-- Source text --
##############################
Post by Scott Fraser » 11 Apr 2014, 05:17

StefanSiverud wrote:... Still a substantial amount, I'm sure, but would it really have been enough? The point is you can't just say "they could have manufactured it themselves, therefore it didn't matter" - if they had manufactured it themselves, they would not have been able to manufacture as much of other things...
Lend-Lease is always controversial after being politicized so extensively for fifty years. There are many false impressions out, the product of Cold War propaganda that continues to echo, especially on internet forums.

My own opinion is that Lend-Lease was very important to the Soviet war effort, but it was not decisive.

There are a few things that to me stand out as bluntly obvious.

The vast proportion of Lend-Lease came from the United States, as does the vast proportion of chest-thumping. People focus on tanks, trucks and airplanes because they get the headlines. Deliveries from the USA began at the end of 1942, as Stalingrad was being fought. It first appeared in combat in the spring of 1943, localized to the Kuban. It did not really pick up speed until 1944, when many millions of tons were delivered via the Persian Corridor and Vladivostok. Looking at the timeline of the war, that was after the Red Army had stopped the Germans at Moscow, thwarted Hitler's drive to the Caucasus and destroyed the 6.Armee, and blunted the great German attack of 1943 at Kursk. Most certainly, from the summer of 1943 the arrival of American vehicles gave the Red Army much more tactical mobility, but by then the die was cast.
##############################
-- Challenge A --
According to the Lend-Lease post, why did American vehicles arriving from the summer of 1943 not change the outcome? Answer in one to three sentences.
-- Challenge B --
Through which two routes does the Lend-Lease post say many millions of tons were delivered in 1944?
The listing after this point is separate material and has no connection to the Lend-Lease post.
##############################
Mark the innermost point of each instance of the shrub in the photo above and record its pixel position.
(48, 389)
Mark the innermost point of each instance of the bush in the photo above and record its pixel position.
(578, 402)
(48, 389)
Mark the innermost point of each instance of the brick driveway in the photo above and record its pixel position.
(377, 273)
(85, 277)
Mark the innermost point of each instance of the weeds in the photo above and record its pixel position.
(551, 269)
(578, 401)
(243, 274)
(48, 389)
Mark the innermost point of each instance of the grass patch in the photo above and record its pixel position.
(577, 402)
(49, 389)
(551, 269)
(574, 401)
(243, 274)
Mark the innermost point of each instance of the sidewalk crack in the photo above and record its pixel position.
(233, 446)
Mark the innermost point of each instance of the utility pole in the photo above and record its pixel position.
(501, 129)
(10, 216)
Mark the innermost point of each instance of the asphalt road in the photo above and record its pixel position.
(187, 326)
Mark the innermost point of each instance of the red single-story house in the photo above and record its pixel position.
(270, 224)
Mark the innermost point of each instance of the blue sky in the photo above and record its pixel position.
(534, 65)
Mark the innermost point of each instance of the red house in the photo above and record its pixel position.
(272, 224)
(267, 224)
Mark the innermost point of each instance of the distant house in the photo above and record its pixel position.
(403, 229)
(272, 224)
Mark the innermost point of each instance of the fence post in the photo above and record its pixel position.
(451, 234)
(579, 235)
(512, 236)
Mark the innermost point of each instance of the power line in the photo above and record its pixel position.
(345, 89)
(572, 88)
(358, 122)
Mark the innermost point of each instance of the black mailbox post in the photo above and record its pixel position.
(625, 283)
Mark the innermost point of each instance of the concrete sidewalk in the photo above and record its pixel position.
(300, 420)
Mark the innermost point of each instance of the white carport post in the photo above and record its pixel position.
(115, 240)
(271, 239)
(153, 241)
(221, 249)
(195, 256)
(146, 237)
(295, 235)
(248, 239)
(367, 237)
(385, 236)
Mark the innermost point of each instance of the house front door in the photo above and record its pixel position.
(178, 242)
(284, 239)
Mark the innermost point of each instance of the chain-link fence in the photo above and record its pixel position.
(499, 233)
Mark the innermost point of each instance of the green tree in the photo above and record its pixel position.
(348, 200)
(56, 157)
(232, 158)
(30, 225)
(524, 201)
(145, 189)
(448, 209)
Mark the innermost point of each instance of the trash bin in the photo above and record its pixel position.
##############################
-- Full output A --
Lend-Lease deliveries did not really pick up speed until 1944. By then the Red Army had already stopped the Germans at Moscow, thwarted Hitler's drive to the Caucasus, destroyed the 6.Armee and blunted the German attack at Kursk. The extra tactical mobility came after the die was cast.

-- Full output B --
The Persian Corridor and Vladivostok.